DATA EXTRACTS>
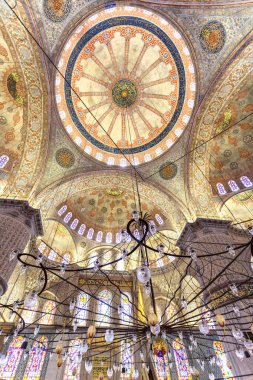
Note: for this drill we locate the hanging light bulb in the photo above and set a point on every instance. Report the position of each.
(23, 269)
(143, 274)
(96, 265)
(250, 229)
(13, 254)
(75, 324)
(237, 333)
(193, 254)
(230, 249)
(240, 353)
(203, 327)
(88, 365)
(63, 268)
(234, 289)
(155, 329)
(147, 288)
(124, 253)
(36, 330)
(109, 372)
(30, 300)
(72, 305)
(109, 336)
(136, 215)
(161, 248)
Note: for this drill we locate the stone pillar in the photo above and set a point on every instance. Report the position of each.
(18, 223)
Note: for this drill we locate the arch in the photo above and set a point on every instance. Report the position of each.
(14, 354)
(182, 364)
(104, 308)
(36, 359)
(48, 312)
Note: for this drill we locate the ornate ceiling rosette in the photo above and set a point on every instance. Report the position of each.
(130, 85)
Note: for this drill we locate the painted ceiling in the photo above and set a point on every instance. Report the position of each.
(130, 85)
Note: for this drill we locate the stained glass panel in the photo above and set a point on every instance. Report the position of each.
(182, 364)
(104, 310)
(36, 359)
(82, 308)
(48, 313)
(220, 354)
(9, 368)
(71, 362)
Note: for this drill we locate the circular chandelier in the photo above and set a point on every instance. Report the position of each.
(150, 333)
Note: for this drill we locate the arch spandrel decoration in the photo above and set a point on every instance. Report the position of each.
(199, 162)
(53, 195)
(28, 97)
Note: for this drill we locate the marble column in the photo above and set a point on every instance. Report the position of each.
(18, 223)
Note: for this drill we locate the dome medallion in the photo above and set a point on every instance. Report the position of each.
(133, 71)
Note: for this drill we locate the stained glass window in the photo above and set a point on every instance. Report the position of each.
(71, 362)
(220, 354)
(81, 229)
(221, 189)
(36, 359)
(162, 368)
(82, 308)
(99, 236)
(48, 312)
(246, 181)
(127, 308)
(182, 364)
(90, 233)
(62, 210)
(233, 185)
(9, 368)
(127, 357)
(3, 161)
(159, 219)
(29, 314)
(104, 309)
(68, 217)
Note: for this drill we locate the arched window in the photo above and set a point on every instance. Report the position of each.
(9, 368)
(62, 210)
(233, 185)
(52, 255)
(3, 161)
(127, 357)
(246, 181)
(81, 229)
(71, 362)
(220, 354)
(90, 233)
(36, 359)
(29, 314)
(108, 238)
(74, 224)
(99, 236)
(48, 312)
(162, 367)
(81, 310)
(104, 309)
(127, 308)
(159, 219)
(221, 189)
(182, 364)
(68, 217)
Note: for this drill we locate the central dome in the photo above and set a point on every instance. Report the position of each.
(132, 86)
(124, 93)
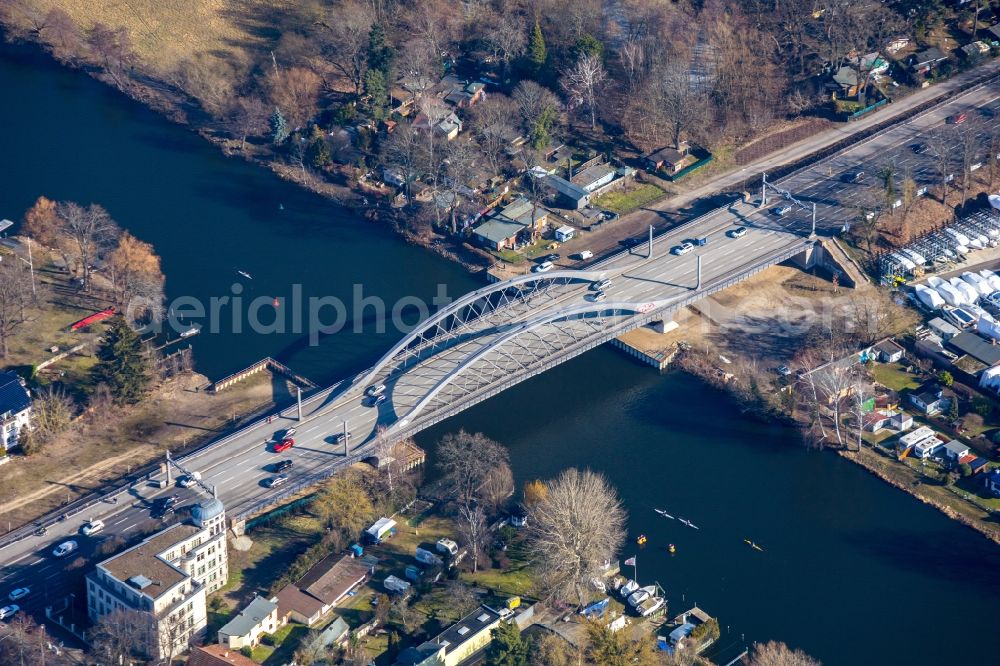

EXERCISE INSTRUCTIONS> Return all the data exactly, pictures omitted.

ANSWER FOR THE TASK>
Note: for this drill we locate the hanging light bulb in the photo above and set a point on every instance. Report the position of each.
(23, 269)
(143, 274)
(96, 265)
(250, 229)
(13, 254)
(75, 324)
(237, 333)
(193, 254)
(230, 249)
(240, 353)
(203, 327)
(88, 365)
(63, 268)
(234, 289)
(155, 329)
(147, 288)
(124, 253)
(36, 330)
(109, 372)
(30, 300)
(72, 305)
(109, 336)
(136, 215)
(161, 248)
Note: for this drill we locate the stone pillar in the photo above and set a point on every instance. Report the position of each.
(18, 223)
Note: for this drill we locate the arch in the photo above and set a point on every instance. Report the position of each.
(14, 354)
(182, 364)
(104, 308)
(36, 359)
(48, 312)
Note: for this drill we locate the ornate ceiling rosette in the photo above and set a point on every instance. Report the position of each.
(130, 85)
Note: for this drill we locate the painted ceiling in the photo above and set a point on every instance. Report the position of each.
(130, 85)
Note: for this drill we locate the stained glass panel in the photo above and set a point on every instance. Report the position of each.
(182, 364)
(104, 310)
(36, 359)
(82, 308)
(48, 313)
(220, 354)
(9, 368)
(71, 362)
Note: for this drill we locate the circular chandelier in the photo above and set a point on every instance. Report the position of each.
(150, 333)
Note: for this drill we locate the arch spandrel decoration in the photo above and set a point on every instance. Report the position of each.
(199, 162)
(53, 195)
(28, 97)
Note: for this drill we locate the marble column in the photo above and set a point on every instance. Report the position of each.
(18, 223)
Note: for this drill we locate the dome medallion in the photo above and set a point on every instance. Report the position of each.
(133, 71)
Note: for this drill we locate the stained glass window in the photo above and set a point on every instance. Report the position of each.
(71, 362)
(220, 354)
(81, 229)
(221, 189)
(36, 359)
(162, 368)
(82, 308)
(99, 236)
(48, 312)
(246, 181)
(127, 308)
(182, 364)
(90, 233)
(62, 210)
(233, 185)
(9, 368)
(127, 357)
(3, 161)
(159, 219)
(29, 314)
(104, 309)
(68, 217)
Note: for this drill we locate the arched window in the photo above and set a point on every instance. Report the position of each.
(9, 368)
(62, 210)
(233, 185)
(52, 255)
(3, 161)
(127, 357)
(246, 181)
(81, 229)
(71, 362)
(220, 354)
(90, 233)
(36, 359)
(29, 314)
(108, 238)
(74, 224)
(99, 236)
(48, 312)
(162, 367)
(81, 310)
(104, 309)
(127, 308)
(159, 219)
(221, 189)
(182, 364)
(68, 217)
Note: for this drill we locate the central dome in the photo above and set a point on every instance. Report the position of each.
(132, 86)
(124, 93)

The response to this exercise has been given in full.